Exercise instructions -
Nothing but the data, repeated exactly, belongs in the answer.

----- Records to use

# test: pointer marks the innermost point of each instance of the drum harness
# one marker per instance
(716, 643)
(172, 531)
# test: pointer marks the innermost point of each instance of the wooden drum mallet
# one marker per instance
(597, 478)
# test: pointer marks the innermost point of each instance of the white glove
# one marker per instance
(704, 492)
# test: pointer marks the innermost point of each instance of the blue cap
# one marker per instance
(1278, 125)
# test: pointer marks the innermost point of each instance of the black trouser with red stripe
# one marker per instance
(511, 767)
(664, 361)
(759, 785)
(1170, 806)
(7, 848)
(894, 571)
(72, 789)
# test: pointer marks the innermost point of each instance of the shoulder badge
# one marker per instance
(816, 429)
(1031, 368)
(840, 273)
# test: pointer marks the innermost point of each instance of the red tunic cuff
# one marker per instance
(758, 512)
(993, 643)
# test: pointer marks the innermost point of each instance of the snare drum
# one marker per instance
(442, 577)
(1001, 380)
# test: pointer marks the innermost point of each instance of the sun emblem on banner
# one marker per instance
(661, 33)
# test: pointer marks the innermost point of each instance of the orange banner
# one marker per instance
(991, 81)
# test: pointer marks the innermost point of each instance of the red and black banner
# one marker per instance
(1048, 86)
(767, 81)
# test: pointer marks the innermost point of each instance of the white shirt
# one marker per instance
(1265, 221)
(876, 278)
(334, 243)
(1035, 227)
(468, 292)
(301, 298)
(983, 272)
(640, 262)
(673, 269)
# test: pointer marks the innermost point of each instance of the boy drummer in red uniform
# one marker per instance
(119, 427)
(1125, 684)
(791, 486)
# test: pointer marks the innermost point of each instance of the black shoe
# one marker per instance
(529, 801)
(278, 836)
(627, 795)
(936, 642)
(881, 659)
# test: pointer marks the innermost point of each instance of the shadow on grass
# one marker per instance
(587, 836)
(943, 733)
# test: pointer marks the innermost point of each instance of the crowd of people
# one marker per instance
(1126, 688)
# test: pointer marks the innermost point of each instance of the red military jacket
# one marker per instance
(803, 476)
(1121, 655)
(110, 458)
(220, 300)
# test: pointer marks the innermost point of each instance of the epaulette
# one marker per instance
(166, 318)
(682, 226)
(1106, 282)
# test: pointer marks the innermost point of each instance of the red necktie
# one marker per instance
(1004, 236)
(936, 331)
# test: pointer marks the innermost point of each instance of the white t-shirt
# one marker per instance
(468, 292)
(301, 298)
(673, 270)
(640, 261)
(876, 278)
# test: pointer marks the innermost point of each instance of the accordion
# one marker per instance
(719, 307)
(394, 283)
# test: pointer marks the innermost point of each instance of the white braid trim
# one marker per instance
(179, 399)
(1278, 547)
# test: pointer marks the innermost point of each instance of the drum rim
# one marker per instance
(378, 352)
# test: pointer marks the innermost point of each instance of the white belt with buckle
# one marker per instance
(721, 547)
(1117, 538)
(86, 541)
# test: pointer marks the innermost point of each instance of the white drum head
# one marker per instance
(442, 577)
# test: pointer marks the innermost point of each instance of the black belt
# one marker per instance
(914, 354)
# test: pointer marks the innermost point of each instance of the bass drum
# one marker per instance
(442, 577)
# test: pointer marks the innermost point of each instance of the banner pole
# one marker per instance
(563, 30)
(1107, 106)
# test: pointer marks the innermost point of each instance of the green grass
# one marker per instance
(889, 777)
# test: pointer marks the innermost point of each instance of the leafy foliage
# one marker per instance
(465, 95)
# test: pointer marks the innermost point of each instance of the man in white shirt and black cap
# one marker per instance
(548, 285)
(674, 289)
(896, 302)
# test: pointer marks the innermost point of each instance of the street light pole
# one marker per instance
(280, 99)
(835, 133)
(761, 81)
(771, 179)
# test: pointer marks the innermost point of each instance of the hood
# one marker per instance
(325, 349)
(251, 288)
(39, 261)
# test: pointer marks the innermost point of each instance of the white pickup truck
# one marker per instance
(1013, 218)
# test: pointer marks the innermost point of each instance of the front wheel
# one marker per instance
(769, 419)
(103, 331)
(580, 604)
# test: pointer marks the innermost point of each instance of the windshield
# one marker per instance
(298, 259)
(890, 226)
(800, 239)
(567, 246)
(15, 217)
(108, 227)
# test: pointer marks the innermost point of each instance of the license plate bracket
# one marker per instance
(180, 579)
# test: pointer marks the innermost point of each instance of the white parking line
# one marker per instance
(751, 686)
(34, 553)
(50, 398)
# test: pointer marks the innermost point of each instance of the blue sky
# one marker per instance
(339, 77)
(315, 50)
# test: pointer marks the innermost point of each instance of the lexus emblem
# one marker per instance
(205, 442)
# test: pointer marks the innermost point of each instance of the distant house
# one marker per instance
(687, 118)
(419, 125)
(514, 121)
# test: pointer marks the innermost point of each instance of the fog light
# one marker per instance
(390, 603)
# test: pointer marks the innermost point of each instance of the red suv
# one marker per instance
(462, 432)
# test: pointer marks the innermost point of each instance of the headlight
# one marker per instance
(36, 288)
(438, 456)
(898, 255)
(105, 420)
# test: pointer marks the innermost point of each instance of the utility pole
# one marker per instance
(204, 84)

----------

Solution -
# test: pointer marks the innermost point of each instance of the drum harness
# one marker per instance
(716, 643)
(172, 531)
# test: pointer marks the innermost point of each instance of the wooden drum mallet
# one marker per instance
(597, 478)
# test: pointer marks the innermost point of each instance of the white glove
# one marker per instance
(704, 492)
# test: pointer marks the innermost point of each instance of the blue cap
# one marker per instance
(1278, 125)
# test: pointer marks the innermost point of each instance of the black trouser with red stripe
# one marker per instance
(511, 767)
(664, 361)
(759, 785)
(1170, 806)
(7, 848)
(894, 571)
(72, 789)
# test: pointer marks the innermost point of each instance of the shoulder badge
# one marker per instance
(816, 429)
(1031, 368)
(840, 273)
# test: pointer marks the innermost point of each instance of the red tunic cuff
# one marker per instance
(758, 512)
(993, 643)
# test: pointer marks the innermost point of each instance of the snare drum
# one marker per instance
(442, 577)
(1001, 380)
# test: pointer marks the innermost point of each instance of the sun emblem on banner
# one marker per instance
(661, 33)
# test: pointer marks the innermost point of each instance of the orange banner
# one marker per instance
(991, 81)
# test: pointer marks the innermost point of each instance of the red and black banner
# one marker per instance
(1048, 86)
(767, 81)
# test: pointer marks the innermost point of each instance of the white shirt
# one marker per instance
(1265, 221)
(876, 278)
(334, 243)
(1035, 227)
(468, 292)
(301, 298)
(983, 272)
(640, 262)
(673, 269)
# test: pointer marks the innermost point of each instance of the boy drummer in red uniform
# one marker per instance
(119, 427)
(1125, 684)
(791, 486)
# test: pointer marks the innermost point of each instance of the black shoe
# one marker per instance
(529, 801)
(278, 836)
(627, 795)
(936, 642)
(881, 659)
# test: pointer marks the innermost point of each instance of the shadow on grass
# one marker per instance
(587, 836)
(943, 733)
# test: pointer marks the innermost point of each instance of the crowd of people
# one marker per instance
(1126, 688)
# test: pointer marks the innermost point of each instance of the red military jacket
# one marker per instance
(803, 476)
(1121, 655)
(110, 458)
(220, 300)
# test: pointer marks the innermost point of each instance of the epaulette
# one marker per instance
(166, 318)
(682, 226)
(1106, 282)
# test: pointer marks the innermost point of each instance of the red necktie
# one marker per instance
(1004, 236)
(936, 331)
# test: pointer marks the innermost point of each instance of the white t-shirt
# one marker per instance
(468, 292)
(301, 298)
(673, 270)
(640, 261)
(876, 278)
# test: pointer marks the innermost point of each instance of the accordion
# one marker per instance
(719, 307)
(394, 283)
# test: pointer marks the innermost point of each instance of the white braid trim
# one marker per instance
(179, 399)
(1278, 547)
# test: pointer marks the innermost point of each instance of the drum rim
# one marker per instance
(378, 352)
# test: pointer marks the innermost point of each instance of the white belt with buckle
# one marker per instance
(721, 547)
(1117, 538)
(86, 541)
# test: pointer marks the innermost point of each instance of the white drum head
# one marker per instance
(442, 577)
# test: pointer marks the innermost point of each instance of the black belt
# one marker per instance
(914, 354)
# test: pointer marks the innermost point of each instance of the bass drum
# one marker per instance
(442, 577)
# test: pointer marks the innermost point of each instance of the banner pole
# one marker per instance
(563, 30)
(1107, 106)
# test: pointer marks the innermost point of each instance of the green grass
# one marker per instance
(889, 777)
# test: pointer marks the innermost point of each instance of the leafy foliage
# one marker per instance
(465, 95)
# test: pointer marks the innermost point of each instance of the man in white shirt and black cap
# one marker per instance
(548, 285)
(674, 289)
(896, 302)
# test: pointer marks the innermost point of each instance of the street light pole
# one marker per instance
(280, 99)
(835, 133)
(761, 81)
(771, 179)
# test: pointer marks the innermost point of each instance of the hood
# one marker per instance
(325, 349)
(251, 288)
(39, 261)
# test: pointer marks the innermost point of each instance of the white pickup truck
# one marker per instance
(1013, 218)
# test: pointer marks the innermost point of each instance of the front wheel
# one marker per instance
(769, 419)
(103, 331)
(580, 604)
# test: pointer marks the innermost point of each instance of the windshield
# one marker per instance
(298, 259)
(890, 226)
(800, 239)
(567, 246)
(15, 217)
(108, 227)
# test: pointer marks the innermost point of each instance of the license plate bracket
# one marker per instance
(180, 579)
# test: pointer marks the innermost point of each instance of the white parking line
# one marker per instance
(751, 686)
(34, 553)
(50, 398)
# test: pointer marks the innermost point of each instance of the blue sky
# one marker per instance
(339, 77)
(315, 50)
# test: pointer marks the innermost point of each instance of the lexus emblem
# one marker per instance
(205, 442)
# test: pointer marks the innermost point of each instance of the distant house
# one marker per instance
(687, 118)
(419, 125)
(514, 121)
# test: pointer marks the innermost point of each instance of the fog light
# one marker per instance
(390, 603)
# test: pointer marks the innermost point of each instance of the red suv
# one marker per instance
(462, 432)
# test: pointer marks the innermost point of each instance of the headlight
# one marker per instance
(36, 288)
(438, 456)
(898, 255)
(105, 420)
# test: pointer marks the innermost point of each instance of the utility pole
# one marker per instance
(204, 84)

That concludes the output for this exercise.